* Problem description
Each record that comes next should be output exactly; pictures do not belong in the copy.

--

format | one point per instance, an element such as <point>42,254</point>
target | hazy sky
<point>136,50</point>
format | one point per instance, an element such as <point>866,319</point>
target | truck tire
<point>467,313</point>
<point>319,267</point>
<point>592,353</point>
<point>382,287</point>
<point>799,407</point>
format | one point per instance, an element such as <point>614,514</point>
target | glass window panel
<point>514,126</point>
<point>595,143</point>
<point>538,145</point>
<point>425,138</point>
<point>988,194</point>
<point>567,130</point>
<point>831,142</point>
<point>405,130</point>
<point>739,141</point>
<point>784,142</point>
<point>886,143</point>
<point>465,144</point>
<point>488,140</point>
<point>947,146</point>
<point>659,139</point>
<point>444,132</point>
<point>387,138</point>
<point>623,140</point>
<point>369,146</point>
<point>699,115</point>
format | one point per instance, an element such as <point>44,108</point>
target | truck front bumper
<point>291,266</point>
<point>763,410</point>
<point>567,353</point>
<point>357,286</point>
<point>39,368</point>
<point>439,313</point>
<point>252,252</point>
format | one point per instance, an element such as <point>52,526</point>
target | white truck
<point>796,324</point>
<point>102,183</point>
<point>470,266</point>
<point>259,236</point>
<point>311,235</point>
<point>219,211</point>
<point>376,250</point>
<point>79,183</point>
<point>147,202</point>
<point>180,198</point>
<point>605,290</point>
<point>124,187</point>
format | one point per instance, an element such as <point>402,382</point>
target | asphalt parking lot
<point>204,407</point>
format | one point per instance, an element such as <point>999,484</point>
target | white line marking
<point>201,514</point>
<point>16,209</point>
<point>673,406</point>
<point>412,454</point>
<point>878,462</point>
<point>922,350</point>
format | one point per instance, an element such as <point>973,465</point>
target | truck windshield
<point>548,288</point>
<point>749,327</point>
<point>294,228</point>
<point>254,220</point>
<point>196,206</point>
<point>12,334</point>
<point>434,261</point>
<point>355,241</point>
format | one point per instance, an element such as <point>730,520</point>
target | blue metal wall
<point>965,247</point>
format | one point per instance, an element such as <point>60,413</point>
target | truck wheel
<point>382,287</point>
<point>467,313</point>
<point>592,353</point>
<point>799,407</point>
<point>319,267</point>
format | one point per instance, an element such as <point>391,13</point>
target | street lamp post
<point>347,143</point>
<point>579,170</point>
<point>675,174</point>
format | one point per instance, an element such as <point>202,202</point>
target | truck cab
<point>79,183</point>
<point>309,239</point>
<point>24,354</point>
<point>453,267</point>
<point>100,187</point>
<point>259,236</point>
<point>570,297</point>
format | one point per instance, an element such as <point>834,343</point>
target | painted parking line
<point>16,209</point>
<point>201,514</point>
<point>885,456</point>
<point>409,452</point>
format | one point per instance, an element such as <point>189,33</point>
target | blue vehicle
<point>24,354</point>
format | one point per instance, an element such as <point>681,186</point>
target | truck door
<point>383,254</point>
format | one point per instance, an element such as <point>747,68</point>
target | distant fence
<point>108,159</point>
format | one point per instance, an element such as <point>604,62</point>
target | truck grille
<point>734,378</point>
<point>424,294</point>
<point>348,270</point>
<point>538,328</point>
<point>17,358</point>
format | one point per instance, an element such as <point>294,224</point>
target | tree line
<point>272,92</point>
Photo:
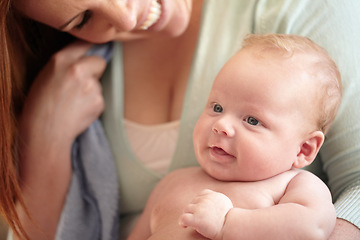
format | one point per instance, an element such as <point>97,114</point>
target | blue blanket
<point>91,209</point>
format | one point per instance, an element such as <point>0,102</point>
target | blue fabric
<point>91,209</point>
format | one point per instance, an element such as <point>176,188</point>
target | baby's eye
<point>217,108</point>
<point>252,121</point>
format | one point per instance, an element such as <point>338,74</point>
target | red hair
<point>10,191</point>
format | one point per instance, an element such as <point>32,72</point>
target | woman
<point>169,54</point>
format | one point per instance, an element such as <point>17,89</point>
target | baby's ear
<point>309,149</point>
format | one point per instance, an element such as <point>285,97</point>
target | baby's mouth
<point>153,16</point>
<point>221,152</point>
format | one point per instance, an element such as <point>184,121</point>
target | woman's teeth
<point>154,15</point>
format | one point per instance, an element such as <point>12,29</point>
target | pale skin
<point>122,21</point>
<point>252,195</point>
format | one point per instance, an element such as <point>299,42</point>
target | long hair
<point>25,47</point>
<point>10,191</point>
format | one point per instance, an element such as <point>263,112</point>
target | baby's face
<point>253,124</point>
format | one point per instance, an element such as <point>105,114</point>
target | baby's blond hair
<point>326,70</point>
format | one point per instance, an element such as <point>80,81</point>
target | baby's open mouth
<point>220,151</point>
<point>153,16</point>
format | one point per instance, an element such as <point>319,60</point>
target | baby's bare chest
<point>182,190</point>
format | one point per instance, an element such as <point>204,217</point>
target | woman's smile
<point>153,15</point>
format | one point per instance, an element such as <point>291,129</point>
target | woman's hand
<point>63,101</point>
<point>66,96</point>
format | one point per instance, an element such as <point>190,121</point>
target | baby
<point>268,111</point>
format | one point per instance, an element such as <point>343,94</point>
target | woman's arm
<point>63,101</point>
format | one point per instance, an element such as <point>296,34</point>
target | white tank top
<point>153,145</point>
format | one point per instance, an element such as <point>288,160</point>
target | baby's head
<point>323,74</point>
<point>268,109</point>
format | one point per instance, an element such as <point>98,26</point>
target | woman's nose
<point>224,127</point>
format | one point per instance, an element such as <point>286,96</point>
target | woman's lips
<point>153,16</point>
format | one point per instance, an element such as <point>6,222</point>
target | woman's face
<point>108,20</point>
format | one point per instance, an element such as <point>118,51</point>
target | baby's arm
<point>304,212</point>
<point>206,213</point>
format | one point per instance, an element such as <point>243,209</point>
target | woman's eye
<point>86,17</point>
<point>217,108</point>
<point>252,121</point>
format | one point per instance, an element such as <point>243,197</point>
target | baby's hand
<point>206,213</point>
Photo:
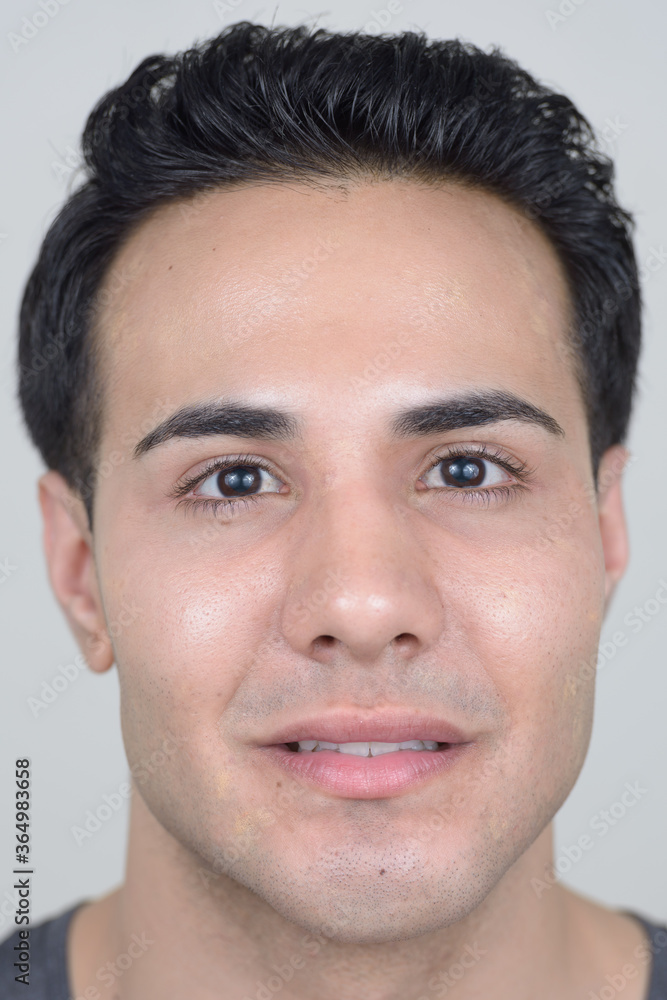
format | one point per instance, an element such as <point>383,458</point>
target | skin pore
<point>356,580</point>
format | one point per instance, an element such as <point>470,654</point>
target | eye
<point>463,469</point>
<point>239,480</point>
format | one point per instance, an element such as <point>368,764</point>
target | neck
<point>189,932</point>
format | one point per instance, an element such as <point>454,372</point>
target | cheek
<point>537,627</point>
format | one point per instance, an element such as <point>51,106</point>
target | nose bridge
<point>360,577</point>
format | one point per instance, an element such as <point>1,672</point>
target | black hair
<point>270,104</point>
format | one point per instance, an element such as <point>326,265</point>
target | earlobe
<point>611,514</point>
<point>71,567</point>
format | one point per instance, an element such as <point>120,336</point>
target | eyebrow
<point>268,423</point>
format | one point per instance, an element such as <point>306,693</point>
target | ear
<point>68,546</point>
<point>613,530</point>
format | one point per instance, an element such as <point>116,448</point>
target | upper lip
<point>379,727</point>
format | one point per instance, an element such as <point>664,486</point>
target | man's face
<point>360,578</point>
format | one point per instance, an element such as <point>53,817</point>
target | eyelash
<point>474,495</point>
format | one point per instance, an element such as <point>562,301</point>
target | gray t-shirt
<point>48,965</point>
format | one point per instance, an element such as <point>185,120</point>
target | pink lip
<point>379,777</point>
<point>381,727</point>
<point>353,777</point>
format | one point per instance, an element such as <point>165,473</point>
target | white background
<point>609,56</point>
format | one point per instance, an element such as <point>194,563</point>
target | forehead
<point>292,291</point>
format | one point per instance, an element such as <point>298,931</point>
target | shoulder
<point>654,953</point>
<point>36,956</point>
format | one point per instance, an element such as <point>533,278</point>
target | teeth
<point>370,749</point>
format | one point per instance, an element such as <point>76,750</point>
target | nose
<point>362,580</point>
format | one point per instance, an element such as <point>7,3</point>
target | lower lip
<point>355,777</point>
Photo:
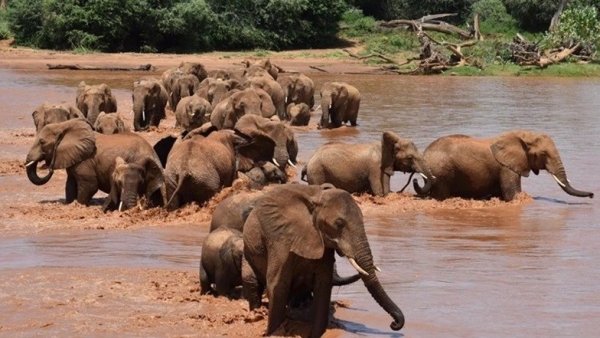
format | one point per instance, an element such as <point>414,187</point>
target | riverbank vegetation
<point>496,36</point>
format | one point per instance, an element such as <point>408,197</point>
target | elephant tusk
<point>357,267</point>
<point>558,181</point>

--

* Reply to the exercise
format | one point per instance, an element such as <point>42,254</point>
target | hazy sky
<point>136,50</point>
format | one point per instance, an element such as <point>866,319</point>
target | truck tire
<point>467,313</point>
<point>319,267</point>
<point>592,353</point>
<point>382,287</point>
<point>799,407</point>
format | one point per instance, an element such as <point>614,514</point>
target | glass window panel
<point>514,126</point>
<point>595,143</point>
<point>538,145</point>
<point>425,138</point>
<point>988,194</point>
<point>567,130</point>
<point>831,142</point>
<point>405,130</point>
<point>739,141</point>
<point>784,142</point>
<point>886,143</point>
<point>465,144</point>
<point>488,140</point>
<point>947,146</point>
<point>659,139</point>
<point>444,132</point>
<point>387,138</point>
<point>623,140</point>
<point>369,146</point>
<point>699,115</point>
format | one point per instance, an element such as <point>44,108</point>
target | truck front bumper
<point>291,266</point>
<point>763,410</point>
<point>567,353</point>
<point>357,286</point>
<point>39,368</point>
<point>439,313</point>
<point>252,252</point>
format | one point per instance, an element such as <point>52,526</point>
target | white truck
<point>796,324</point>
<point>102,183</point>
<point>470,266</point>
<point>259,236</point>
<point>311,235</point>
<point>219,211</point>
<point>376,250</point>
<point>79,183</point>
<point>147,202</point>
<point>180,198</point>
<point>605,290</point>
<point>124,187</point>
format | one point per instance, an element such as <point>402,382</point>
target | asphalt parking lot
<point>204,407</point>
format | one point per instance, an element such as <point>999,484</point>
target | white line marking
<point>201,514</point>
<point>16,209</point>
<point>673,406</point>
<point>412,454</point>
<point>878,462</point>
<point>922,350</point>
format | one point per instance, an element such as <point>973,465</point>
target | truck windshield
<point>548,288</point>
<point>749,327</point>
<point>294,228</point>
<point>254,220</point>
<point>196,206</point>
<point>12,334</point>
<point>434,261</point>
<point>355,241</point>
format | one point per instance, an element such as <point>730,520</point>
target | blue metal wall
<point>965,247</point>
format | one point per instance, an element such as <point>60,413</point>
target | truck wheel
<point>382,287</point>
<point>467,313</point>
<point>592,353</point>
<point>799,407</point>
<point>319,267</point>
format | one point per instance, an element such as <point>391,13</point>
target | street lamp post
<point>347,143</point>
<point>579,170</point>
<point>675,174</point>
format | one point per instance, an element such as <point>202,202</point>
target | truck cab
<point>79,183</point>
<point>309,239</point>
<point>24,354</point>
<point>453,267</point>
<point>100,187</point>
<point>259,236</point>
<point>570,297</point>
format | one point per instance, an element such as <point>834,343</point>
target | painted parking line
<point>16,209</point>
<point>201,514</point>
<point>885,456</point>
<point>409,452</point>
format | one point per instance, an element such as <point>189,33</point>
target | blue vehicle
<point>24,354</point>
format | one point per instance, an element such as <point>681,186</point>
target | truck door
<point>383,254</point>
format | one point per instance, an element such as <point>747,68</point>
target | distant fence
<point>108,159</point>
format | one point per instance, an element such as <point>604,62</point>
target | truck grille
<point>734,378</point>
<point>424,294</point>
<point>348,270</point>
<point>538,328</point>
<point>17,358</point>
format | one point per instance, an element such as <point>294,224</point>
target | tree line
<point>272,92</point>
Photo:
format | one point per instance, an element such as <point>97,114</point>
target | blue blanket
<point>91,209</point>
format | one point per instance, an element such as <point>0,102</point>
target | blue fabric
<point>91,209</point>
format | one point per instance, an element such as <point>176,188</point>
target | baby's eye
<point>217,108</point>
<point>252,121</point>
format | one point per instance, an element such as <point>338,74</point>
target | red hair
<point>10,191</point>
format | one point per instance, an element such as <point>32,72</point>
target | woman
<point>169,54</point>
format | one point per instance, an element such as <point>17,89</point>
target | baby's ear
<point>309,149</point>
format | one point per instance, an element such as <point>285,97</point>
target | baby's mouth
<point>153,16</point>
<point>221,152</point>
format | one point per instance, an element such as <point>184,121</point>
target | woman's teeth
<point>154,15</point>
format | one point per instance, an element such as <point>12,29</point>
target | pale skin
<point>122,21</point>
<point>252,195</point>
format | one point per instance, an element such as <point>299,42</point>
target | long hair
<point>25,47</point>
<point>10,191</point>
format | one point per instance, an element such as <point>263,112</point>
target | baby's face
<point>253,124</point>
format | one point per instance, an element such as <point>105,114</point>
target | baby's blond hair
<point>326,70</point>
format | one point per instance, an element such as <point>80,81</point>
target | baby's open mouth
<point>220,151</point>
<point>153,16</point>
format | one point per instance, an element such as <point>319,60</point>
target | baby's bare chest
<point>182,190</point>
format | one point per instance, an element such as <point>204,217</point>
target | woman's smile
<point>153,15</point>
format | one point per instance, an element such as <point>291,129</point>
target | woman's hand
<point>63,101</point>
<point>66,96</point>
format | one point per instance, an element such as <point>190,121</point>
target | baby
<point>268,111</point>
format | one point per instance, an element such as <point>343,94</point>
target | woman's arm
<point>63,101</point>
format | one point per instance, an element such as <point>296,34</point>
target | white tank top
<point>153,145</point>
format | one point per instance, an element such as <point>288,160</point>
target | baby's head
<point>323,74</point>
<point>268,109</point>
format | one point per instance, an element such as <point>98,26</point>
target | woman's nose
<point>224,127</point>
format | one point per instance, an element such as <point>286,96</point>
target | woman's lips
<point>153,16</point>
format | one point per instance, an element such as <point>6,222</point>
target | woman's face
<point>108,20</point>
format | one point per instance, an element such as <point>118,51</point>
target | baby's arm
<point>304,212</point>
<point>206,213</point>
format | one point per instance, an element such as <point>243,209</point>
target | woman's eye
<point>86,17</point>
<point>217,108</point>
<point>252,121</point>
format | one point per instance, an element such as <point>243,197</point>
target | baby's hand
<point>206,213</point>
Photo:
format | one point per instance, an element such as <point>383,458</point>
target | skin pore
<point>356,580</point>
format | one point per instance, an element such as <point>470,654</point>
target | eye
<point>463,469</point>
<point>239,480</point>
format | one point per instance, an element such as <point>368,764</point>
target | neck
<point>189,932</point>
format | one point per instance, an element such as <point>454,372</point>
target | cheek
<point>537,627</point>
format | one point per instance, an element such as <point>51,106</point>
target | nose bridge
<point>360,577</point>
format | one point per instance, an element such as <point>1,672</point>
target | black hair
<point>270,104</point>
format | one point per instance, an element such as <point>326,265</point>
target | earlobe
<point>611,514</point>
<point>71,567</point>
format | one point per instance, an element such as <point>120,336</point>
target | eyebrow
<point>268,423</point>
format | one point per instance, an element such as <point>306,693</point>
target | ear
<point>68,546</point>
<point>613,530</point>
format | one point per instance, an element such as <point>116,448</point>
target | upper lip
<point>379,727</point>
format | one point per instance, an element such as <point>664,486</point>
target | man's face
<point>360,578</point>
format | one point per instance, an element such as <point>53,817</point>
target | eyelash
<point>474,495</point>
format | one point per instance, an element such as <point>562,301</point>
target | gray t-shirt
<point>48,965</point>
format | one point per instance, an element such as <point>185,120</point>
target | pink lip
<point>379,777</point>
<point>381,727</point>
<point>353,777</point>
format | one point per instance, an element such as <point>165,473</point>
target | white background
<point>609,56</point>
format | one point per instance, an element such as <point>194,563</point>
target | forehead
<point>292,291</point>
format | one point per instance, an element such as <point>298,931</point>
target | shoulder
<point>654,953</point>
<point>36,956</point>
format | one point per instance, an element such as <point>533,278</point>
target | teeth
<point>370,749</point>
format | one point per instance, an element such as <point>76,750</point>
target | nose
<point>362,580</point>
format | one point per instance, an element such as <point>7,3</point>
target | lower lip
<point>355,777</point>
Photo:
format | one point per instance, an element such as <point>414,187</point>
target | riverbank vegetation
<point>496,36</point>
format | one point per instance, an element such as <point>408,197</point>
target | elephant tusk
<point>357,267</point>
<point>558,181</point>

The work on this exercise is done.